• Provided records:
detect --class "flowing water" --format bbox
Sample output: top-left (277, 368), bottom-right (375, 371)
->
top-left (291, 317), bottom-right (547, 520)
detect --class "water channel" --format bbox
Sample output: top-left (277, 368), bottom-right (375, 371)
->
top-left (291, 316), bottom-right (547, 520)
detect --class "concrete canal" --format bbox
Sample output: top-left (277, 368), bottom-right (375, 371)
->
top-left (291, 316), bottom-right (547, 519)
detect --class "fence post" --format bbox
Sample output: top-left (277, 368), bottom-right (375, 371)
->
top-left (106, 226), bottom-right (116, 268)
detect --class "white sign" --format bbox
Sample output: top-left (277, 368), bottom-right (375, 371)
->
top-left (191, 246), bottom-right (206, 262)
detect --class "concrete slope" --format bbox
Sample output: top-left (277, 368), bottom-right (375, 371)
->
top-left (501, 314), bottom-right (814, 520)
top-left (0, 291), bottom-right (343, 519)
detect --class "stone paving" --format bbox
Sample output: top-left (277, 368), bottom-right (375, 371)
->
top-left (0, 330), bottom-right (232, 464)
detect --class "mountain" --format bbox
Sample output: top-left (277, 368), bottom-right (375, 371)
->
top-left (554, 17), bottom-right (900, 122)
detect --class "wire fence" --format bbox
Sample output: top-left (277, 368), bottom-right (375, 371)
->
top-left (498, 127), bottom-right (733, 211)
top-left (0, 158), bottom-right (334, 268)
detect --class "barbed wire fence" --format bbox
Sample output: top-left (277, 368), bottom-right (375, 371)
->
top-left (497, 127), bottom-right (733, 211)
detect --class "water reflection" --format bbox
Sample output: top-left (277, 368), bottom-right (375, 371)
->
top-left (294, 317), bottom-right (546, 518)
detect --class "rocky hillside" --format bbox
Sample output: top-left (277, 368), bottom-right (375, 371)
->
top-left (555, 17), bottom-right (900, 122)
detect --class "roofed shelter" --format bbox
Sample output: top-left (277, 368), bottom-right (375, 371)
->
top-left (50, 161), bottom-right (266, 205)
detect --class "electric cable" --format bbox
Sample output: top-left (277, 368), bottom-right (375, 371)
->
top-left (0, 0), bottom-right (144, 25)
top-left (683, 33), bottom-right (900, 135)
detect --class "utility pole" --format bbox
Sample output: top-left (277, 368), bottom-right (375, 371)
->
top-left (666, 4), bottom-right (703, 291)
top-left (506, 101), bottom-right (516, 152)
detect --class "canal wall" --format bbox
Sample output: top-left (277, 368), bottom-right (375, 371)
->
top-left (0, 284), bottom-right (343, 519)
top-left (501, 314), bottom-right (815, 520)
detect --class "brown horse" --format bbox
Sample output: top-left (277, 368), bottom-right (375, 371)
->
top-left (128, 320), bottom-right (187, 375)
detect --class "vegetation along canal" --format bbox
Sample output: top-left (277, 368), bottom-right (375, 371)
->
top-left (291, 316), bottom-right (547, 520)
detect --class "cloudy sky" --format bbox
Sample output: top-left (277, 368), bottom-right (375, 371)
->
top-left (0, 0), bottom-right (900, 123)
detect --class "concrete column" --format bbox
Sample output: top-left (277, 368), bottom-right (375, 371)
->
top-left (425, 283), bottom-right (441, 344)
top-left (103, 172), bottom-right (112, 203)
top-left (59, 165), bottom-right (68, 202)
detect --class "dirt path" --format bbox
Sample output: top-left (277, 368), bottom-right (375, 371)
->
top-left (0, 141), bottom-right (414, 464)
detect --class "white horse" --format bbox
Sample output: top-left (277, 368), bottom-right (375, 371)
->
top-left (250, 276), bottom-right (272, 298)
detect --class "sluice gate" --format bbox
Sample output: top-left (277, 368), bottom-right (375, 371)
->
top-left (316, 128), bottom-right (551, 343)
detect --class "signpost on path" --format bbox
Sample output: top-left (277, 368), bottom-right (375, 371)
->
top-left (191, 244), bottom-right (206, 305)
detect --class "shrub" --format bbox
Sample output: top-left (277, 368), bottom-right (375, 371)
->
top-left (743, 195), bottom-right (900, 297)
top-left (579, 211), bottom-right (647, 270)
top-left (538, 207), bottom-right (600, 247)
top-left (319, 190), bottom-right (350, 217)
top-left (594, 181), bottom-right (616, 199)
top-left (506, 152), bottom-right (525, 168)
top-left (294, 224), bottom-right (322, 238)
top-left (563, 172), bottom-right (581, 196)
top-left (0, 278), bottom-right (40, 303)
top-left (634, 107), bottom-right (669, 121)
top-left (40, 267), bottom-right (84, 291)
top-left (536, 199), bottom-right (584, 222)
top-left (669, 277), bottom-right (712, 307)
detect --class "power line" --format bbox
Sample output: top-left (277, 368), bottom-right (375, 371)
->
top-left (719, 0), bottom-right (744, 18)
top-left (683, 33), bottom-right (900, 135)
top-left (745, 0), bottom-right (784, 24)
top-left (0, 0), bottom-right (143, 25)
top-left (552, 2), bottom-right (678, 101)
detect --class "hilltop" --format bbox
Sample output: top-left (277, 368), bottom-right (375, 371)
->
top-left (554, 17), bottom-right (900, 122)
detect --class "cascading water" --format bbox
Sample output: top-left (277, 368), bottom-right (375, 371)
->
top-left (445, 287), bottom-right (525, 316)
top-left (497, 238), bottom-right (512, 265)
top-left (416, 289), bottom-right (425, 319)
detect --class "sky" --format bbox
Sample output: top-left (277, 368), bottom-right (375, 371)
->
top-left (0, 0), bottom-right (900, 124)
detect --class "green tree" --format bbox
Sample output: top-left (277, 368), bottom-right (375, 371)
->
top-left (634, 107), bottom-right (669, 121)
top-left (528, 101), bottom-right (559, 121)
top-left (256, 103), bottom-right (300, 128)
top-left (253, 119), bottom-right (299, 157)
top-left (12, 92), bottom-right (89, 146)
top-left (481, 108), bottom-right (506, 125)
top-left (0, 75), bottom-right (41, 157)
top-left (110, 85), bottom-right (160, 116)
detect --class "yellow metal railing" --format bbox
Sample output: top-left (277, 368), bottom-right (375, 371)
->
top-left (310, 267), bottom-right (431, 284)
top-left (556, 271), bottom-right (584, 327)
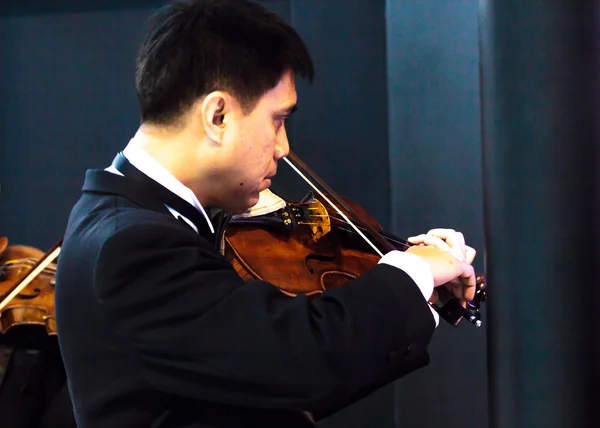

• Objective:
Rewrite every line of the material above as a numbered list. Skip any blank lines and leave out any pictures.

• Complete output:
1. detect --class "flowing water" --format bbox
2. Sample output: top-left (277, 368), bottom-right (375, 371)
3. ->
4. top-left (291, 317), bottom-right (547, 520)
5. detect --class "water channel" --format bbox
6. Sample output: top-left (277, 368), bottom-right (375, 371)
7. ->
8. top-left (291, 316), bottom-right (547, 520)
9. detect --class "concrete canal" --format bbox
10. Sample output: top-left (277, 368), bottom-right (375, 371)
11. ->
12. top-left (291, 316), bottom-right (547, 519)
13. detect --class "fence post" --format bbox
14. Sample output: top-left (277, 368), bottom-right (375, 371)
15. ->
16. top-left (106, 226), bottom-right (116, 268)
17. detect --class "white sign" --format bbox
18. Sample output: top-left (277, 368), bottom-right (375, 371)
19. ->
20. top-left (191, 246), bottom-right (206, 262)
21. detect --class "concrete slope" --format bbox
22. Sample output: top-left (277, 368), bottom-right (375, 371)
23. ->
24. top-left (501, 314), bottom-right (814, 520)
25. top-left (0, 291), bottom-right (343, 519)
26. detect --class "stone paving" --format bbox
27. Sample output: top-left (277, 368), bottom-right (375, 371)
28. ->
29. top-left (0, 330), bottom-right (232, 464)
30. detect --class "mountain" --format bbox
31. Sample output: top-left (277, 368), bottom-right (375, 371)
32. ->
33. top-left (554, 17), bottom-right (900, 122)
34. detect --class "wire fence" --format bbox
35. Sample output: top-left (277, 368), bottom-right (375, 371)
36. ->
37. top-left (498, 127), bottom-right (733, 211)
38. top-left (0, 158), bottom-right (334, 268)
39. detect --class "barbed wire fence" --format bbox
40. Sample output: top-left (277, 368), bottom-right (375, 371)
41. ->
42. top-left (497, 127), bottom-right (733, 211)
43. detect --class "water reflection" --format bbox
44. Sample output: top-left (277, 368), bottom-right (375, 371)
45. ->
46. top-left (294, 317), bottom-right (546, 518)
47. detect --class "rocky hillside" --format bbox
48. Sample output: top-left (277, 368), bottom-right (375, 371)
49. ->
50. top-left (555, 17), bottom-right (900, 122)
51. detect --class "roofed shelter" --format bbox
52. Sample output: top-left (277, 368), bottom-right (375, 371)
53. ->
54. top-left (50, 161), bottom-right (266, 205)
55. detect --class "electric cable" --format bbox
56. Sample output: top-left (277, 368), bottom-right (375, 371)
57. ->
58. top-left (0, 0), bottom-right (144, 25)
59. top-left (683, 33), bottom-right (900, 135)
60. detect --class "utility pole" --format bbox
61. Sample output: top-left (277, 368), bottom-right (375, 371)
62. ->
63. top-left (666, 4), bottom-right (703, 291)
64. top-left (506, 101), bottom-right (516, 152)
65. detect --class "canal wall" --format bbox
66. Sample output: top-left (277, 368), bottom-right (375, 371)
67. ->
68. top-left (0, 284), bottom-right (343, 519)
69. top-left (501, 314), bottom-right (815, 520)
70. detect --class "brown horse" --format bbox
71. Sample output: top-left (277, 368), bottom-right (375, 371)
72. ->
73. top-left (128, 320), bottom-right (187, 375)
74. detect --class "vegetation along canal" --format bbox
75. Sample output: top-left (277, 368), bottom-right (375, 371)
76. ->
77. top-left (291, 316), bottom-right (547, 520)
78. detect --class "cloudy sky" --format bbox
79. Sample output: top-left (277, 368), bottom-right (375, 371)
80. ->
81. top-left (0, 0), bottom-right (900, 123)
82. detect --class "concrete column" --format bbox
83. Sample output: top-left (277, 368), bottom-right (375, 371)
84. ->
85. top-left (425, 283), bottom-right (441, 344)
86. top-left (103, 172), bottom-right (112, 203)
87. top-left (59, 165), bottom-right (68, 202)
88. detect --class "dirt path" --format bbox
89. Sample output: top-left (277, 368), bottom-right (375, 371)
90. ->
91. top-left (0, 141), bottom-right (414, 464)
92. detect --class "white horse" --format bbox
93. Sample output: top-left (277, 368), bottom-right (375, 371)
94. ->
95. top-left (250, 276), bottom-right (272, 298)
96. detect --class "sluice gate" --format bbox
97. Sample output: top-left (277, 368), bottom-right (375, 371)
98. ->
99. top-left (316, 128), bottom-right (551, 343)
100. detect --class "signpost on path" --format bbox
101. Sample output: top-left (277, 368), bottom-right (375, 371)
102. ->
103. top-left (191, 244), bottom-right (206, 305)
104. detect --class "shrub" --format bbox
105. Sample output: top-left (277, 368), bottom-right (375, 371)
106. ->
107. top-left (743, 195), bottom-right (900, 297)
108. top-left (579, 211), bottom-right (647, 270)
109. top-left (538, 207), bottom-right (600, 247)
110. top-left (319, 190), bottom-right (350, 217)
111. top-left (594, 181), bottom-right (616, 199)
112. top-left (506, 152), bottom-right (525, 168)
113. top-left (294, 224), bottom-right (322, 238)
114. top-left (563, 172), bottom-right (581, 196)
115. top-left (0, 278), bottom-right (40, 303)
116. top-left (634, 107), bottom-right (669, 121)
117. top-left (40, 267), bottom-right (84, 291)
118. top-left (536, 199), bottom-right (584, 222)
119. top-left (669, 277), bottom-right (712, 307)
120. detect --class "power line" --format bbox
121. Sample output: top-left (277, 368), bottom-right (375, 371)
122. ->
123. top-left (719, 0), bottom-right (744, 18)
124. top-left (683, 33), bottom-right (900, 135)
125. top-left (745, 0), bottom-right (784, 24)
126. top-left (0, 0), bottom-right (143, 25)
127. top-left (552, 2), bottom-right (678, 101)
128. detect --class "hilltop" --format bbox
129. Sample output: top-left (277, 368), bottom-right (375, 371)
130. ->
131. top-left (554, 17), bottom-right (900, 122)
132. detect --class "cascading water" --format bbox
133. Sample output: top-left (277, 368), bottom-right (375, 371)
134. ->
135. top-left (445, 287), bottom-right (525, 316)
136. top-left (497, 238), bottom-right (512, 265)
137. top-left (416, 289), bottom-right (425, 319)
138. detect --class "sky" --format bbox
139. Sample output: top-left (277, 368), bottom-right (375, 371)
140. ->
141. top-left (0, 0), bottom-right (900, 124)
142. detect --class "green tree" --format bbox
143. Sample output: top-left (277, 368), bottom-right (375, 371)
144. ->
145. top-left (634, 107), bottom-right (669, 121)
146. top-left (528, 101), bottom-right (559, 121)
147. top-left (256, 103), bottom-right (300, 128)
148. top-left (253, 119), bottom-right (299, 157)
149. top-left (12, 92), bottom-right (89, 146)
150. top-left (481, 108), bottom-right (506, 125)
151. top-left (0, 75), bottom-right (41, 157)
152. top-left (110, 85), bottom-right (160, 116)
153. detect --class "yellow metal railing" --format bbox
154. Sample output: top-left (277, 368), bottom-right (375, 371)
155. ->
156. top-left (310, 267), bottom-right (431, 284)
157. top-left (556, 271), bottom-right (584, 327)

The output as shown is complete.